**WRITTEN EXERCISE:** Reproduce the lines below, starting with the line that contains "occurrence of stool" and ending with the line that contains "left=112, top=397, right=193, bottom=409", both included. Keep the requests and their sample coordinates unchanged, but multiply every bounding box coordinate in the answers by 0.2 and round it to a whole number, rounding halves up.

**INPUT RECORDS:**
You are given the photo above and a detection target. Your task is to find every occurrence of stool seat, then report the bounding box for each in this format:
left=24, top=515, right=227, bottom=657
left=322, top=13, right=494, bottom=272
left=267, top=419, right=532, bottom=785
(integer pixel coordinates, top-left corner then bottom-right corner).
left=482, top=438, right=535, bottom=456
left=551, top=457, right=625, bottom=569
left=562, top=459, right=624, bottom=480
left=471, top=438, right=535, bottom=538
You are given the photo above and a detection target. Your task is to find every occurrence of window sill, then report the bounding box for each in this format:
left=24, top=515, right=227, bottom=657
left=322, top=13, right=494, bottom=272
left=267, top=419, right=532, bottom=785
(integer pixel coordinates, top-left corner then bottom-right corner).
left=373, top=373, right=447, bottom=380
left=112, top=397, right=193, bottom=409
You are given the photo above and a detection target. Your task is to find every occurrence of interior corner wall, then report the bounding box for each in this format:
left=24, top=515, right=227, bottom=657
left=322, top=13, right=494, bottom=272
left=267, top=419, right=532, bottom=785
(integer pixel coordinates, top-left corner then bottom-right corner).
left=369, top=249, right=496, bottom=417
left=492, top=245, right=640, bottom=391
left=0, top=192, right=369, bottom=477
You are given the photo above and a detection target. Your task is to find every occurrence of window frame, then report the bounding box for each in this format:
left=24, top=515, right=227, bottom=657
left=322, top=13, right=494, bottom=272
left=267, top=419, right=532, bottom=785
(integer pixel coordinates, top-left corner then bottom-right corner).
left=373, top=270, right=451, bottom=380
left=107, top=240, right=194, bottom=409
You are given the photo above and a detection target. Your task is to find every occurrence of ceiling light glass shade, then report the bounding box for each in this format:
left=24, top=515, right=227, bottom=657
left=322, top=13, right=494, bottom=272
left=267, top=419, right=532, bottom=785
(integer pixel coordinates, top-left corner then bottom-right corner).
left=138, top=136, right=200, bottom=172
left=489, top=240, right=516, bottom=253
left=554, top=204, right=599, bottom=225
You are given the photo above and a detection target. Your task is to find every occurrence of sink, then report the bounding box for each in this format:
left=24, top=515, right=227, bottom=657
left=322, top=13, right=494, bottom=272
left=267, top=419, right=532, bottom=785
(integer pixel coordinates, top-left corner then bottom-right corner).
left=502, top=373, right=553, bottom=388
==
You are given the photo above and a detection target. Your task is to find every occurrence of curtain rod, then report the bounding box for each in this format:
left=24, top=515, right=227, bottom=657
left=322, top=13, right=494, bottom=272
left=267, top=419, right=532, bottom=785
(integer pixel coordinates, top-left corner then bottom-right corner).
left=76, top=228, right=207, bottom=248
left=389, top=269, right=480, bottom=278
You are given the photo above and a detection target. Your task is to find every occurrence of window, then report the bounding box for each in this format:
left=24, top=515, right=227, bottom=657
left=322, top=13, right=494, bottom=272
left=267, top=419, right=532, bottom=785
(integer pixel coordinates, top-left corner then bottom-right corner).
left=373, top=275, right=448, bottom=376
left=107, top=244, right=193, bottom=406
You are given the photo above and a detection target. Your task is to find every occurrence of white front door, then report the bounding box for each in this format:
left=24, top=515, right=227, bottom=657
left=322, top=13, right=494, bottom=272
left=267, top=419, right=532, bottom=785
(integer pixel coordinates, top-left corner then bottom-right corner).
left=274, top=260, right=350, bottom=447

**SOLVED EXERCISE:**
You are given the photo above and a detection target. Your task is to find every occurrence of stool seat, then report the bounding box for each in this format:
left=24, top=515, right=227, bottom=657
left=322, top=13, right=494, bottom=272
left=267, top=419, right=532, bottom=785
(integer pixel coordinates, top-left corner then bottom-right corner).
left=96, top=88, right=107, bottom=91
left=110, top=91, right=125, bottom=114
left=112, top=92, right=125, bottom=96
left=94, top=88, right=107, bottom=108
You are given the photo above and a detection target. Your task is to find every occurrence of window sill, then report the bounding box for each in this format:
left=24, top=515, right=227, bottom=657
left=322, top=13, right=494, bottom=272
left=267, top=419, right=532, bottom=785
(integer pixel coordinates, top-left corner then bottom-right corner).
left=75, top=75, right=89, bottom=76
left=22, top=79, right=39, bottom=82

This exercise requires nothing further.